→ TASKS TO COMPLETE
a: Decide whether each statement agrees with the forum post about using a HELOC for investing, answering yes or no for each and quoting the deciding words from the post: (i) The poster bought the home at age 20. (ii) The poster's car is not yet paid off. (iii) The house came with a three-bedroom basement apartment.
b: Continue the forum post about using a HELOC for investing, picking up after its final sentence.
** Start DOCUMENT **
# General strategy / Heloc for investing?



## SMM (Jul 10, 2011)

Long story short when I wasn't sure what I wanted to study post-secondary I became involved in an industry that allowed me to work from home and make an extremely good income. However recently it has come to a screeching halt and I feel it is time to move on to something I actually would like to be doing now.

I purchased my home at 20. Making so much in such a short period of time, being young and not knowing anything about investing I just figured most people spend a life time trying to pay off a mortgage so why not just dump it all into a house. 

Now being 23, I am either looking to go study something I find interesting to me and would enjoy doing for the rest of my life. Or follow my dream and spend some time travelling around the world first. 

I have a house worth ~300k with a 50k mortgage. A car worth ~5k (paid), 6k savings/emerg funds. The only real investment related decision I made was purchasing a house with a 2bdrm basement apartment with the intention to possibly rent it out in the future.

I have no debt other then the mortgage.
** End DOCUMENT **
** Start GIVEN RECORDS **
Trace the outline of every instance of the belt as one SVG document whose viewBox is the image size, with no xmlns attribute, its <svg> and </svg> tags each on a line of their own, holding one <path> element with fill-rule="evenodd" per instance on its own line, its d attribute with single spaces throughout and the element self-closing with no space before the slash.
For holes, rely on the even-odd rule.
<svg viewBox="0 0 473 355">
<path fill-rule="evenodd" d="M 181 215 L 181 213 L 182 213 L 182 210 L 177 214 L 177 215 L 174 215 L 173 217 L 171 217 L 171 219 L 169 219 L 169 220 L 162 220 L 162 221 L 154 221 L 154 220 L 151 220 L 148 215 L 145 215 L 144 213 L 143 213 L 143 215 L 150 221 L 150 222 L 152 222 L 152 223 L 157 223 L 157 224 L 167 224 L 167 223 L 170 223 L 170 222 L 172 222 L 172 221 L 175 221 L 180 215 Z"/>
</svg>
** End GIVEN RECORDS **
→ ANSWERS TO THE PROBLEMS
a:
(i) Yes: "I purchased my home at 20."
(ii) No: "A car worth ~5k (paid)"
(iii) No: "a 2bdrm basement apartment"

b:
I am looking for some advice on what to look into as far as the best decision to make the money I already have work for me. Especially in the case I decide to travel (in which case I will sell the car before going). I'm stuck into a 5yr term @ 5.5% on the mortgage so refinancing isn't really an option until then because of the differential interest fee charged for early renewal.

So lets just say I decide to travel for a couple years. I have my mortgage setup in a way that if I rented both units out the rental income would cover the mortage/property tax/misc fees for repair + taxes on the income (have a handyman on call)

Given that I can exchange my services for room + board when I am travelling, do the odd bartending jobs for pocket change, etc. What would be the best way to go about using a HELOC to invest to my advantage. What can be written off as tax deductions?

Given the good prime right now, lets assume even if I dumped 150k heloc into a stock like CIBC the dividends earned alone outperform the amount of interest needed to be paid on the credit line. Although I would be weary of doing this now, but if the market starts to go south like back in 2009 I could see making a move like that being extremely profittable over the next couple years.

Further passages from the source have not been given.